▸ **SELECTED TEXT**
___

The second group of OSSE hindcasts evaluates the added value of assimilating additional T/S profiles provided by expanded PIES arrays in the LC region (hindcast “AVISO-extdPIES-SST, Figure 7E). The expansion of the PIES and mooring sites in the eastern GOM for better observation of the LC and LCE was proposed at the time of UGOS-1. This experiment is similar to hindcast “AVISO-PIES-SST” (Figure 7D), except for the additional PIES T/S profiles that are assimilated during the hindcast.

The last group combines idealized cases when unlimited information is available for constraining the 1/32.5° IAS HYCOM simulation. In hindcast “FULL-SSH”, complete information about the sea surface height (SLA from the NR) is provided to the data assimilation algorithm (Figure 7F). In the two other hindcasts (“TS30-SST” and “TS60-SST”), only subsurface T/S fields and SST are assimilated and no SLA fields are used. For these hindcasts, the T/S profiles are derived from the NR at every 30^th (Figure 7G) and 60^th (Figure 7H) NEMO grid points in the GoM. Thus, the two hindcasts differ in the density of T/S profiles over the GoM.

The last hindcast (“NEMO-INT”) represents a highly idealized case imitating a perfect assimilation of the 3D ocean state into the forecasting system. There are two sources of errors contributing to forecast error: errors in the initial conditions and errors associated with numerical models used in the forward simulation. In complex forecast systems, these two components cannot be easily separated. One practical way for doing this is to provide perfect initial conditions and evaluate the forecast error growth. In order to substantially reduce the uncertainty in the predictive skills of the model due to errors in the data assimilation process, the NEMO fields are directly interpolated into the 1/32.5° IAS HYCOM horizontal grid and vertical layers. Outside the NEMO domain (Figure 1), the GLORYS12 fields are interpolated onto the IAS HYCOM grid. This approach significantly reduces the error of the “analysis” (demonstrated in the following section) providing the best possible initial state for the OSSE forecast experiments. Therefore, this experiment provides an estimate of the best predictive skill for this configuration of the 1/32.5° IAS HYCOM if a perfect initial state could be provided by the analysis. Validation of the SSH, subsurface T/S fields, and the LC frontal position have shown a very close match of the interpolated fields to the NR. Hindcast “NEMO-INT” is not a true analysis run and it is therefore not discussed in the OSSE hindcasts section 4.2. The forecasts initialized from the interpolated NEMO fields are analyzed and compared to the other OSSE forecasts.

4.2 Analysis of the OSSE hindcasts

4.2.1 RMSE analysis

The RMSE is calculated from the daily SSH fields derived from the HYCOM analysis and NR and averaged over 2011–2012 (Figure 8A). The RMSE maps show conspicuous differences in the OSSEs depending on the amount of information assimilated in the analysis. As expected, the hindcast with the lowest quantity of information (“AVISO-1” using experiments’ notations in Figure 7) demonstrates the poorest performance with high RMSE over the GoM compared to other OSSEs. Whereas, the “TS30-SST” forecast with the most complete set of T/S profiles has the best performance with the overall lowest RMSE. The hindcast “TS60-SST” that assimilates T/S profiles with the coarser spatial coverage (half of “TS30-SST”) has comparable RMSE scores, but the error is elevated along the eastern side of the LC.

___

▸ **GIVEN INFORMATION**
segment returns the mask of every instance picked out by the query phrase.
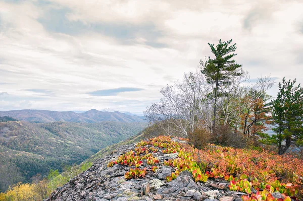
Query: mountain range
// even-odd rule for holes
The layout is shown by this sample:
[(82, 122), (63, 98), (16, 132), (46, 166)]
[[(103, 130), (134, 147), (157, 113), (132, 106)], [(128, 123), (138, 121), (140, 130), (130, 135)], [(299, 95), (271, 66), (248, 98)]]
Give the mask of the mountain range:
[[(25, 118), (25, 114), (31, 114), (31, 111), (13, 116), (33, 121), (62, 120), (73, 116), (70, 112), (40, 110), (32, 111), (36, 115), (32, 116), (34, 118), (30, 119), (29, 115)], [(13, 112), (9, 114), (18, 114)], [(116, 114), (111, 114), (115, 116)], [(87, 115), (102, 119), (93, 111), (87, 112)], [(61, 172), (65, 165), (79, 164), (100, 149), (137, 134), (146, 126), (144, 122), (118, 121), (128, 120), (126, 118), (116, 119), (90, 123), (37, 123), (0, 117), (0, 192), (19, 181), (30, 182), (37, 174), (43, 176), (52, 169)]]
[(43, 110), (25, 109), (0, 111), (0, 116), (10, 116), (20, 120), (35, 123), (49, 123), (55, 121), (96, 123), (101, 121), (122, 122), (145, 122), (144, 117), (118, 111), (109, 112), (94, 109), (83, 113)]

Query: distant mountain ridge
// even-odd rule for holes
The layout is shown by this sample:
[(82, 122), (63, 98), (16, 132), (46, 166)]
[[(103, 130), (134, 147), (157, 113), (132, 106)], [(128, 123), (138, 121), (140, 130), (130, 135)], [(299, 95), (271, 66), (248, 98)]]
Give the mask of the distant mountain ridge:
[(109, 112), (94, 109), (83, 113), (75, 112), (24, 109), (0, 111), (0, 116), (10, 116), (20, 120), (36, 123), (50, 123), (55, 121), (96, 123), (101, 121), (122, 122), (145, 122), (144, 117), (131, 115), (119, 111)]

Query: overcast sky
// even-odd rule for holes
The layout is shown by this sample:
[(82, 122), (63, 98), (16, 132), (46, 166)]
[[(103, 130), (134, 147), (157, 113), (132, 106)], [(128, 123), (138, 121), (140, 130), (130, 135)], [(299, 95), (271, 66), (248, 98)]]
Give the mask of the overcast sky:
[(303, 0), (0, 0), (0, 110), (140, 113), (220, 38), (251, 79), (303, 84), (302, 11)]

___

Can you retype the stretch of the ocean hindcast text above, from "The RMSE is" through "side of the LC."?

The RMSE is calculated from the daily SSH fields derived from the HYCOM analysis and NR and averaged over 2011–2012 (Figure 8A). The RMSE maps show conspicuous differences in the OSSEs depending on the amount of information assimilated in the analysis. As expected, the hindcast with the lowest quantity of information (“AVISO-1” using experiments’ notations in Figure 7) demonstrates the poorest performance with high RMSE over the GoM compared to other OSSEs. Whereas, the “TS30-SST” forecast with the most complete set of T/S profiles has the best performance with the overall lowest RMSE. The hindcast “TS60-SST” that assimilates T/S profiles with the coarser spatial coverage (half of “TS30-SST”) has comparable RMSE scores, but the error is elevated along the eastern side of the LC.